## WHAT YOU SHOULD DO
From the line that holds "Query: black fabric curtain" to the last line of the data, copy everything exactly; leave out all the rest.

## DATASET RECORDS
┌──

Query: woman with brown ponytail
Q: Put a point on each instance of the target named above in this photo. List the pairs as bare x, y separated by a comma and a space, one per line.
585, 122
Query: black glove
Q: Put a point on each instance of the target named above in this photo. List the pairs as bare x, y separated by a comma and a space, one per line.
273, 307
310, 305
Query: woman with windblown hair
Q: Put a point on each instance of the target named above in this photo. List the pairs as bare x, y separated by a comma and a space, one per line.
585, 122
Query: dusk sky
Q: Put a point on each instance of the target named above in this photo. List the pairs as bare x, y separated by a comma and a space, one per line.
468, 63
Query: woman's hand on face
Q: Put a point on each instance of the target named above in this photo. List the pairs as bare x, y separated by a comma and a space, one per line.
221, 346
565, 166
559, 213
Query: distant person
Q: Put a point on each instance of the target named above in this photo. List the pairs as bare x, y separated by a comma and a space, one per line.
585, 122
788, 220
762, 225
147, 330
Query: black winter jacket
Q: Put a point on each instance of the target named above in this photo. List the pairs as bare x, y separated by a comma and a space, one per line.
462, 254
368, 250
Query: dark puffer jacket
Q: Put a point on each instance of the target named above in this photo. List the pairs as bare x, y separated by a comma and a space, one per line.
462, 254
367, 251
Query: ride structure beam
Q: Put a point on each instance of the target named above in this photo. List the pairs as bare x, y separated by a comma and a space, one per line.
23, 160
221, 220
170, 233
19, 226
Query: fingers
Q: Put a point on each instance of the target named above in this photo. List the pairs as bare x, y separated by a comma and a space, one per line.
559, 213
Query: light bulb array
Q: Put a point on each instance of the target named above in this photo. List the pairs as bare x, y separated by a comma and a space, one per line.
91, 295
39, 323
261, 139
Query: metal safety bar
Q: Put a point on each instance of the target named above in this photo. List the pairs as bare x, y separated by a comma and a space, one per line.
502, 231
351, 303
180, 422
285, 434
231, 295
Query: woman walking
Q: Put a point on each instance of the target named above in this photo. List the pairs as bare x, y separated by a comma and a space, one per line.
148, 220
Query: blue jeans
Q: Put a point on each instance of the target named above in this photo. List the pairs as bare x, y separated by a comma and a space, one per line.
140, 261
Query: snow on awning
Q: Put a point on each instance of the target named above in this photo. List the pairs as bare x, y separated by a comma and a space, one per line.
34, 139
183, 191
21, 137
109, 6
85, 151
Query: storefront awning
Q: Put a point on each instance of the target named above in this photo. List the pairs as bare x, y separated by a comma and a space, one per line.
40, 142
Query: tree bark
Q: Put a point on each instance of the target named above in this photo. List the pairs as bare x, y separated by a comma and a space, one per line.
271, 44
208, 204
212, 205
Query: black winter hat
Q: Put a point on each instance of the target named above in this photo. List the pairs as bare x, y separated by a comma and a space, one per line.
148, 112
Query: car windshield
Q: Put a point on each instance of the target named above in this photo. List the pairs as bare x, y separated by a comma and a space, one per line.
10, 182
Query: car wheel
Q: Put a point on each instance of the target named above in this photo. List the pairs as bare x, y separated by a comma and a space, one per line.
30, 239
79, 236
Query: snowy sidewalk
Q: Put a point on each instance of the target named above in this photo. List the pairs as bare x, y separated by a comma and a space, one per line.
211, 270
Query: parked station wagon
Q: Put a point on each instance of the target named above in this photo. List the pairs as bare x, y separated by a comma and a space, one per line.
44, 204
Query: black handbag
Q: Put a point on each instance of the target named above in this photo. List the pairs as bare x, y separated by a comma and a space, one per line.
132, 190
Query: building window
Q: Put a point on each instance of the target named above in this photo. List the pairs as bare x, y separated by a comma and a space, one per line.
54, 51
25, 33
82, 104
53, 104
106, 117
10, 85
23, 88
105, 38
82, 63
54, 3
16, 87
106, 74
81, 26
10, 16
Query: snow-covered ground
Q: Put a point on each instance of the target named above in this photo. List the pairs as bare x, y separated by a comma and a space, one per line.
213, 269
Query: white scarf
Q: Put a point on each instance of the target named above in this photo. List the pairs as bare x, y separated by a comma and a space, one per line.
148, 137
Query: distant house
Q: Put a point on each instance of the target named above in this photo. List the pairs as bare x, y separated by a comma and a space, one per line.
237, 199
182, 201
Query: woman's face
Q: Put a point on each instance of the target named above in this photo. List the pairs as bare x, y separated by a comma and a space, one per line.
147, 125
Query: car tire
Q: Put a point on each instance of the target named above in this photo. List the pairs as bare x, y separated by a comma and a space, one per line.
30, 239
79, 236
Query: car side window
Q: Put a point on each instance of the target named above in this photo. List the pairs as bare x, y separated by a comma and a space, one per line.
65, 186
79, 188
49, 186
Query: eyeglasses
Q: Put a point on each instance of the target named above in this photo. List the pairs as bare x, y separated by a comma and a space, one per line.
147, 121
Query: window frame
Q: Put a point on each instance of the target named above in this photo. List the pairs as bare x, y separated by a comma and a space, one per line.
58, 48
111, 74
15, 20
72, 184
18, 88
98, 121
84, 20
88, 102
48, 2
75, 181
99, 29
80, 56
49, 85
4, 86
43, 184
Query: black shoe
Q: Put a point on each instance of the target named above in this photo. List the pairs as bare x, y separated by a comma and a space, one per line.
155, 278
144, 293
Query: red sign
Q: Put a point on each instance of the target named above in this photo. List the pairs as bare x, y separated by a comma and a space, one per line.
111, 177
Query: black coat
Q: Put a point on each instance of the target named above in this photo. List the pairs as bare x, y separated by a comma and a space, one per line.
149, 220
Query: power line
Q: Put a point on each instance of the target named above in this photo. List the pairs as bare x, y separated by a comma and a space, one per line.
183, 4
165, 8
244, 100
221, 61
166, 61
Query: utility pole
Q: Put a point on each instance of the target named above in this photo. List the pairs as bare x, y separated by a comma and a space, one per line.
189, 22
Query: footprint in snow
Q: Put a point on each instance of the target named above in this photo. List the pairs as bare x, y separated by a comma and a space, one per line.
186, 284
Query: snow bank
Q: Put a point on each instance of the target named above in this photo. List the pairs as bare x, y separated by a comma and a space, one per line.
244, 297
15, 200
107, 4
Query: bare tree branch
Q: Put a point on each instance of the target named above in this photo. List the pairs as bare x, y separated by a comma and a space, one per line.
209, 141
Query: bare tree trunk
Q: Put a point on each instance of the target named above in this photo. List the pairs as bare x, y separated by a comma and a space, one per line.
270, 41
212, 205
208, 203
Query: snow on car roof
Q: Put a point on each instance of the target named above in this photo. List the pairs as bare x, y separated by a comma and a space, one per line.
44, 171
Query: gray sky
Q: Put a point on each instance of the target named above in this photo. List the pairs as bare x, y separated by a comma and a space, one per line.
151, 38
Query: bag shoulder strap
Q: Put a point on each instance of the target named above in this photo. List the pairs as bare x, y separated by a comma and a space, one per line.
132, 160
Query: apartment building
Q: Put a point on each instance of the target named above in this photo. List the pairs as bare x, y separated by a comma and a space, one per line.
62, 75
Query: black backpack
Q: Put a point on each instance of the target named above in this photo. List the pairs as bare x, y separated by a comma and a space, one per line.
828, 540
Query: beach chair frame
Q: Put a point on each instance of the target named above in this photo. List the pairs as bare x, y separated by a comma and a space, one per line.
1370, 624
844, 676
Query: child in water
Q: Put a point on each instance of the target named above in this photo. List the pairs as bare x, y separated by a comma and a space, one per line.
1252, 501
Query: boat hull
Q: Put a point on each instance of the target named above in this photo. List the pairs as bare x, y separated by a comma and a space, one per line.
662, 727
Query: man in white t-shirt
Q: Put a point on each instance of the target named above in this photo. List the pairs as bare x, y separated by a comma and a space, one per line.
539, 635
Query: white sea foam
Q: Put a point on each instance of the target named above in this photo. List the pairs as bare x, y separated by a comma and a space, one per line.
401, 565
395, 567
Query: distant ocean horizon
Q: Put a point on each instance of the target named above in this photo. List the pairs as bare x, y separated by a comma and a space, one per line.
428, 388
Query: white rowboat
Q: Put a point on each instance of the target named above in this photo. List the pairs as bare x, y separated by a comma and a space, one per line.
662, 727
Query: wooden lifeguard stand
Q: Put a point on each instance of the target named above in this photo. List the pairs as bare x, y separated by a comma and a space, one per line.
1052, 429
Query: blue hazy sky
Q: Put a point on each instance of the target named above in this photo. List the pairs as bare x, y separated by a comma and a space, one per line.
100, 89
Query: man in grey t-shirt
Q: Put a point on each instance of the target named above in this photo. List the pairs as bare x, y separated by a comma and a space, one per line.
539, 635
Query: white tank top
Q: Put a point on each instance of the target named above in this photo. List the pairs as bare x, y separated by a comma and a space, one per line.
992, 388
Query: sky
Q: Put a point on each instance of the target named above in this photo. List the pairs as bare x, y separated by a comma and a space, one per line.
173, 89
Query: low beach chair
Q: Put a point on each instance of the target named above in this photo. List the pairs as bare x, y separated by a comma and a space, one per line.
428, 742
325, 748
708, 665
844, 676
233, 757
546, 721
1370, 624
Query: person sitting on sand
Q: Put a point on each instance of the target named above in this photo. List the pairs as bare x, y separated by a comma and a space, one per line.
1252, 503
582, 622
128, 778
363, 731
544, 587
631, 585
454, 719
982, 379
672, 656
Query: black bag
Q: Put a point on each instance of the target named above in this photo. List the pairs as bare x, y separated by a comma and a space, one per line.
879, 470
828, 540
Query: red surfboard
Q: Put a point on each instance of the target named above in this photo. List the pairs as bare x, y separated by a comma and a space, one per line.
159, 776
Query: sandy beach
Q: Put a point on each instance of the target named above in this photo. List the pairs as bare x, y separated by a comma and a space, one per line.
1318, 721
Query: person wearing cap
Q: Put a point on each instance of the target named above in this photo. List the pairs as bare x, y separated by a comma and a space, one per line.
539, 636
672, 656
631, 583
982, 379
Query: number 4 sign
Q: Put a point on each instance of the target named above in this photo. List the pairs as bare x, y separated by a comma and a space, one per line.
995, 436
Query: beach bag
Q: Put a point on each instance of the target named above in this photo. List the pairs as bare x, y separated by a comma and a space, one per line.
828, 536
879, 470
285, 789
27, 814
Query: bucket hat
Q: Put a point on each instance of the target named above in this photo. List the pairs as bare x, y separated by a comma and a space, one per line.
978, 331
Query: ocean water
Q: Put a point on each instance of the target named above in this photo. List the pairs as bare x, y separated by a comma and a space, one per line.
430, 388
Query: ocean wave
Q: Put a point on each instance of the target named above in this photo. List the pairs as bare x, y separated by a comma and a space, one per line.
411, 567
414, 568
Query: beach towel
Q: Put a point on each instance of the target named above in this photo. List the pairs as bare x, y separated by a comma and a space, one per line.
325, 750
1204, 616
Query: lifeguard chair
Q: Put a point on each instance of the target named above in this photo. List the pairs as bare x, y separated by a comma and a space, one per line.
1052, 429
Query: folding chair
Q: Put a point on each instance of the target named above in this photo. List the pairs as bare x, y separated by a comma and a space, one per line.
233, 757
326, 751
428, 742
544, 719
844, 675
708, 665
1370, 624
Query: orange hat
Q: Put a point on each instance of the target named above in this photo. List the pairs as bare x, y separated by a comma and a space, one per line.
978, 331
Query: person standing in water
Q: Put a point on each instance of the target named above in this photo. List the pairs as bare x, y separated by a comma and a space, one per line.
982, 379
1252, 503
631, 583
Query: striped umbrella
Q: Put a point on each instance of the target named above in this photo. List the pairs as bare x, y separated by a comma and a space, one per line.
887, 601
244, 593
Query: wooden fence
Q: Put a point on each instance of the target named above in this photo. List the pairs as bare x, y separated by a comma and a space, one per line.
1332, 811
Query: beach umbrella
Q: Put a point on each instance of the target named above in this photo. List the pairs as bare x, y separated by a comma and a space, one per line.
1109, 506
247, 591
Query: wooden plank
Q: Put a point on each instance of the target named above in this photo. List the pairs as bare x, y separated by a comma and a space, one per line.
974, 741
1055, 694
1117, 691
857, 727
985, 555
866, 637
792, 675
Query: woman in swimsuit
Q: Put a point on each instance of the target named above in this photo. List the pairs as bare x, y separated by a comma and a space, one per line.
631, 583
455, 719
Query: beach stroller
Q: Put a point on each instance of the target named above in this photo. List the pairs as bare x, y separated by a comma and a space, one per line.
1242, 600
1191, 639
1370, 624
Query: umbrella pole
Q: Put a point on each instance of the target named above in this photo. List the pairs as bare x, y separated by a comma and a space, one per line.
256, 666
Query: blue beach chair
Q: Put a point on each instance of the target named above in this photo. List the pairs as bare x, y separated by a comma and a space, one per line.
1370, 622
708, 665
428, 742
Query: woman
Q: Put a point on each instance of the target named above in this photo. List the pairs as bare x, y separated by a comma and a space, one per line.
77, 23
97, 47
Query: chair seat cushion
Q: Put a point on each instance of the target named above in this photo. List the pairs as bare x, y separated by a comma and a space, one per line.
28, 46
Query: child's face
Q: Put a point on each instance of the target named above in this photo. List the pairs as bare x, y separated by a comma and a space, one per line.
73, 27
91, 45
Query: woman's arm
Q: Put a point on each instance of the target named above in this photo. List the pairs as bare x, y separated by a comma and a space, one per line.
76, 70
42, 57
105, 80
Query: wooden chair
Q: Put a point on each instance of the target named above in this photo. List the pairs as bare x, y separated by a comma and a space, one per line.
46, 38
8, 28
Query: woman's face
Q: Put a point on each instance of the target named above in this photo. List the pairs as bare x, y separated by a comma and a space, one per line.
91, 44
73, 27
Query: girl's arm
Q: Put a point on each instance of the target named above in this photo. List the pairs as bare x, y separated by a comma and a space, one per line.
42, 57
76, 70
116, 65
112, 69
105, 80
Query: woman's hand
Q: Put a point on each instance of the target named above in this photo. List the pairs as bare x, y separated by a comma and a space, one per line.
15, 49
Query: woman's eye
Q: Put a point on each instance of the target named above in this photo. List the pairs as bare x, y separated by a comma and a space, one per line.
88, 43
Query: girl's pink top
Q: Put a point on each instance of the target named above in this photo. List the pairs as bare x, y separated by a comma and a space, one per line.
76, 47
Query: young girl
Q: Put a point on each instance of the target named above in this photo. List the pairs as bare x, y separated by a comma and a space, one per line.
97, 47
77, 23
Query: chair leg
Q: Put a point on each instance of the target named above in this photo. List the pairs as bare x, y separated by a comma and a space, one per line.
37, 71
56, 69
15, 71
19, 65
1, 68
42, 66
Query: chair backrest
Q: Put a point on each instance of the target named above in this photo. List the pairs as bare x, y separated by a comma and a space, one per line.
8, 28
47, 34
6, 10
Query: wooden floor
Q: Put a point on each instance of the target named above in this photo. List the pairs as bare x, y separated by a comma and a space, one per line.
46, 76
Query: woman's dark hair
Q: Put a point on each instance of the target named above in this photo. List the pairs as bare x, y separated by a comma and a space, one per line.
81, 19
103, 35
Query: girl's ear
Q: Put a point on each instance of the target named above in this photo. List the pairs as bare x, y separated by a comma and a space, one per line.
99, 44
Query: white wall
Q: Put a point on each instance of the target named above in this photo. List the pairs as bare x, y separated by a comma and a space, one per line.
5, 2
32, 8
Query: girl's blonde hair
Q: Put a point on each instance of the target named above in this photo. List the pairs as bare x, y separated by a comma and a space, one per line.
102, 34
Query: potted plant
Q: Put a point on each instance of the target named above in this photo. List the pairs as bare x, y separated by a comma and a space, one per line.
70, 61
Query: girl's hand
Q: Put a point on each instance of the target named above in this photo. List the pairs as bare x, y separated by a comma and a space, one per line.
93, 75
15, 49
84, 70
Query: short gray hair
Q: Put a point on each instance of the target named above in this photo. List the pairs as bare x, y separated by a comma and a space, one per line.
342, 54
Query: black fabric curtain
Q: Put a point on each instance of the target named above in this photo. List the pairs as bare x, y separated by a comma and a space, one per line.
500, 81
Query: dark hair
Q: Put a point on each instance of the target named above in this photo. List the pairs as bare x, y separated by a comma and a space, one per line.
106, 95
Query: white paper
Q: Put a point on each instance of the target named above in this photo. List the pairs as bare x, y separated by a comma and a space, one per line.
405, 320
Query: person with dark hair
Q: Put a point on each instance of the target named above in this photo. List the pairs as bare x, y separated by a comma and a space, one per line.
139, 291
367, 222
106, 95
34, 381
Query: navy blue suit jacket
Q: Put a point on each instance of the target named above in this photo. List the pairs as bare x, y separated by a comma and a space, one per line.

└──

## ANSWER IN FULL
Query: black fabric curtain
Q: Put a point on each instance of the target named above in this photo. List the pairs as bare x, y separated by a comma and a space, one per line.
500, 81
Query: dark hair
Q: Put a point on each instance of the target named above in this photo. List the pairs as bare x, y separated by a comma and a space, one per line.
106, 95
Query: white paper
Q: Put a point on each instance of the target named above in this photo. List the pairs as bare x, y separated by a comma and a space, one per line.
405, 320
Query: person with dark hair
Q: Put a point on each instance of the target named above in this photo. List the pairs as bare x, y separated by a comma and a space, one per line.
139, 291
367, 222
106, 95
34, 381
Query: navy blue suit jacket
Q: Put a point on each instance of the target named above in this photo. List the pairs as bare x, y separated by a comma and a space, one per line.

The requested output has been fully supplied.